START Excerpt to read

Significant effects indicated in bold.

Discussion

We have previously reported that IEG expression throughout central motivation and aversion circuits is consistent with motivated caregiving versus indifferent or avoidant responses toward pups, respectively (Mayer et al., 2019). Here we ask how these circuits came to differentially respond to infant cues. We have hypothesized that repeated experience with pups enhances the cellular and molecular response to pups in regions of the central motivation system and prevents a pup-induced activation of a central aversion system. As the MPOA is sensitive to pup cues by default, and sends projections to the VTA and the VMNvl (Fang et al., 2018; Kohl et al., 2018; Numan and Numan, 1997), we have also hypothesized that MPOA neurons gate access of these systems to pup stimuli such that the mesolimbic dopamine system is more responsive to pups whereas pup-induced activation of the VMNvl is suppressed. The results of the present study largely support this hypothesis. First, MPOA cells are highly responsive to pups by default whereas central motivation and avoidance circuits are not. Second, several regions of the central motivation circuit became responsive to pups following repeated experience (vBNST, NAc/s, BLA, PFC). Further, cFos expression throughout the entire motivation circuit (cMPOA, vBNST, VTA, NAc/s, BLA and PFC) accounted for 99% of the variance in the frequency of nursing responses in experienced mice. Whereas cFos activation in the avoidance circuit was not predictive of any aspect of maternal care. Third, multiple regions in this pathway (vBNST, BLA, PFC) were more likely to become reactivated in response to pup compared with mock exposure, which indicates that the sub-threshold number of cells initially responsive to pup cues are stably responsive in experienced C57BL/6J mice. Finally, in support of the idea that cMPOA coordinates experience-dependent changes in circuit activation, cells in the cMPOA were significantly more likely to be reactivated than any other region. To our surprise, several regions of the central aversion circuit (meA, VMNvl) also became responsive to pups following repeated maternal experience. Further, the fact that VMNvl cells were more likely to become reactivated in response to pup compared with mock exposure indicates that cells in this region may also be part of the cellular representation of maternal memory. Together the results presented here are the first evidence for a maternal engram.

END Excerpt to read
START Raw data

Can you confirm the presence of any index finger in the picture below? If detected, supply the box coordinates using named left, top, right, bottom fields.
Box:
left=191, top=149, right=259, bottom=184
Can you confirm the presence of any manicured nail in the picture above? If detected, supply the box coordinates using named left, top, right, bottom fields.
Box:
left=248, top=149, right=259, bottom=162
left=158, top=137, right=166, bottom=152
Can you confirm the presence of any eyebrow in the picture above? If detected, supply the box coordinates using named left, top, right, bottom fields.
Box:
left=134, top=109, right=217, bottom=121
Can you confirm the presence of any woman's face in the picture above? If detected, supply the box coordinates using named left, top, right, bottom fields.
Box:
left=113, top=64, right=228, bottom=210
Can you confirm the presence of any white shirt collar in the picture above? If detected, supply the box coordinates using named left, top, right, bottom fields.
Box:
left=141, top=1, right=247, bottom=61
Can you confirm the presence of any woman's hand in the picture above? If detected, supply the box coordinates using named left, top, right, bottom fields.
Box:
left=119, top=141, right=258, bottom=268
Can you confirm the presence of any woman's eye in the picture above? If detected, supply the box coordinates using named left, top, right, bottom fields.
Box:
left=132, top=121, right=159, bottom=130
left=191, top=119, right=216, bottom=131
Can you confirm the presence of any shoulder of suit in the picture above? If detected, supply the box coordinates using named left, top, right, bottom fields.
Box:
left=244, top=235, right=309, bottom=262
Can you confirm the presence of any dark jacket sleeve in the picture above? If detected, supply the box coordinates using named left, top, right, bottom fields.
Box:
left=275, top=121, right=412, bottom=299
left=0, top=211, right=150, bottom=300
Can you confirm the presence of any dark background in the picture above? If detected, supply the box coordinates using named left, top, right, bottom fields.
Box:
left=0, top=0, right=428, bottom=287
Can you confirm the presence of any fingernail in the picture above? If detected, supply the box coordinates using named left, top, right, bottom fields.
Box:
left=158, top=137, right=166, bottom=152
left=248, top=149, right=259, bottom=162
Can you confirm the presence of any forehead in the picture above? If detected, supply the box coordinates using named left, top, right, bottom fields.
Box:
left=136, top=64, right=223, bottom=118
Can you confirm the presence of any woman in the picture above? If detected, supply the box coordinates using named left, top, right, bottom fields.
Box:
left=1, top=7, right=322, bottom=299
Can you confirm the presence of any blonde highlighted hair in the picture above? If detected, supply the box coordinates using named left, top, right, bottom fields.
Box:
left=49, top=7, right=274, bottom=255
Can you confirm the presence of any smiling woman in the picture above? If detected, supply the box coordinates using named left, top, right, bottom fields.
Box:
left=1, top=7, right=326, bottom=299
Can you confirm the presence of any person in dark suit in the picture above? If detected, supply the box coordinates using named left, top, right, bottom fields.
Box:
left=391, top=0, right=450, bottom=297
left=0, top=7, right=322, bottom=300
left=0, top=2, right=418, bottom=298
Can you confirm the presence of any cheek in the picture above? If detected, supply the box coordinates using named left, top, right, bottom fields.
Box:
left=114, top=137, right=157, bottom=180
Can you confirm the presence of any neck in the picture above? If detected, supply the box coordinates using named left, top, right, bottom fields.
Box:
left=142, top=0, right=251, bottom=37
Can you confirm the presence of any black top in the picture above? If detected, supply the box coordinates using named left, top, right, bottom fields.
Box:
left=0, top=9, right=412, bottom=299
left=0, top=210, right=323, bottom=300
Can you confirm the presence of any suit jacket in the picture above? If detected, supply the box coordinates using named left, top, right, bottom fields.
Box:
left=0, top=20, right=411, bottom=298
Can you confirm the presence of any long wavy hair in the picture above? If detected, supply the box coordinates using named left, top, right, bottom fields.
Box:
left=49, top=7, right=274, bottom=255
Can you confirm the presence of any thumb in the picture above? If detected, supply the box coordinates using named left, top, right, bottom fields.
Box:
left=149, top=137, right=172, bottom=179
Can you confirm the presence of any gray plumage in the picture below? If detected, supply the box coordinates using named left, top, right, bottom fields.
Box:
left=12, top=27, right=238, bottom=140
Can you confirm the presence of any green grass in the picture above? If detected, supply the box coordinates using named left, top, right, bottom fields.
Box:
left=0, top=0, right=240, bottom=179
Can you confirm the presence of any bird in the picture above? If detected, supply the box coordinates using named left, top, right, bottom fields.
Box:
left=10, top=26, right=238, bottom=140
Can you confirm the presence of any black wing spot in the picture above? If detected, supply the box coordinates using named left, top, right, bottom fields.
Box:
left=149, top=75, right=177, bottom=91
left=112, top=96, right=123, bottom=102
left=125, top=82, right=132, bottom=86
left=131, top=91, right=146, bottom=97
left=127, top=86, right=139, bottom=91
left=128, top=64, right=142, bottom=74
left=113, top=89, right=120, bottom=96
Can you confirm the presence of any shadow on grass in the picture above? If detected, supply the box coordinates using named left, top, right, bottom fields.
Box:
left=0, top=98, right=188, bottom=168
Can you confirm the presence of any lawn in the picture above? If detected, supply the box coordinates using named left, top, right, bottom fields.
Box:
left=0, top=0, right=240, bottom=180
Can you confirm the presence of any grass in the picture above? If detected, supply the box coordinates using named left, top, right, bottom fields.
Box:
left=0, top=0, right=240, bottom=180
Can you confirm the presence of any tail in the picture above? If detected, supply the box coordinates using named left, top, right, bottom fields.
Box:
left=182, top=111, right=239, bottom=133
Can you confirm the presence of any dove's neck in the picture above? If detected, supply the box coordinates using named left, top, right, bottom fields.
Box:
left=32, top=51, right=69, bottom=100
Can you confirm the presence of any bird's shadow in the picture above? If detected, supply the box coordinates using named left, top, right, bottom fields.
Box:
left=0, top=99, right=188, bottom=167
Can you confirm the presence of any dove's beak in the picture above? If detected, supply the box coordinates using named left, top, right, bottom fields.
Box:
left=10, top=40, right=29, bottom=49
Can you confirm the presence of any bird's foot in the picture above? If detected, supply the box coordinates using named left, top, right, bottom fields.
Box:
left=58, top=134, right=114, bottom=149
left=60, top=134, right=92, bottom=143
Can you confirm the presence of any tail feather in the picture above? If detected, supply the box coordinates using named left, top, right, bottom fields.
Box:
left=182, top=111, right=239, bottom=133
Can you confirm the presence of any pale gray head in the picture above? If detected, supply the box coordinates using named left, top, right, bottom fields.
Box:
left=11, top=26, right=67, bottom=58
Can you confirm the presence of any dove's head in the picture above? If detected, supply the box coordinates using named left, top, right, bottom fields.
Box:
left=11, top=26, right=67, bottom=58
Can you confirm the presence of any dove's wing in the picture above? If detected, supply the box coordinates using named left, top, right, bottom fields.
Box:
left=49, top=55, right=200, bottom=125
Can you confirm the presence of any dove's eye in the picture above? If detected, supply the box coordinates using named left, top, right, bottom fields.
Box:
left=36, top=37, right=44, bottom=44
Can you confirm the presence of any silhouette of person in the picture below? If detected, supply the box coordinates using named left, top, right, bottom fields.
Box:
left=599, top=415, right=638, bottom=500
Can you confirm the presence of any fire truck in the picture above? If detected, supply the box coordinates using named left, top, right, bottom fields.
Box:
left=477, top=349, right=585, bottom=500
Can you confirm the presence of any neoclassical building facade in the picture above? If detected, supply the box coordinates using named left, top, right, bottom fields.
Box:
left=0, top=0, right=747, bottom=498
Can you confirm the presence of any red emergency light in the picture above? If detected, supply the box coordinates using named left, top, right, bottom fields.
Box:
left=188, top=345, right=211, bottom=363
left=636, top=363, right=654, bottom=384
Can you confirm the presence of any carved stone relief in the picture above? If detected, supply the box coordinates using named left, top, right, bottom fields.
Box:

END Raw data

_Required action_
Answer these questions using the discussion of maternal experience and pup responses:
(a) What share of the variance in the frequency of nursing responses in experienced mice did cFos expression throughout the entire motivation circuit account for?
(b) Which region's cells were significantly more likely to be reactivated than any other region?
(c) Which two regions of the central aversion circuit also became responsive to pups following repeated maternal experience?

_Written response_
(a) 99%
(b) The cMPOA
(c) The meA and the VMNvl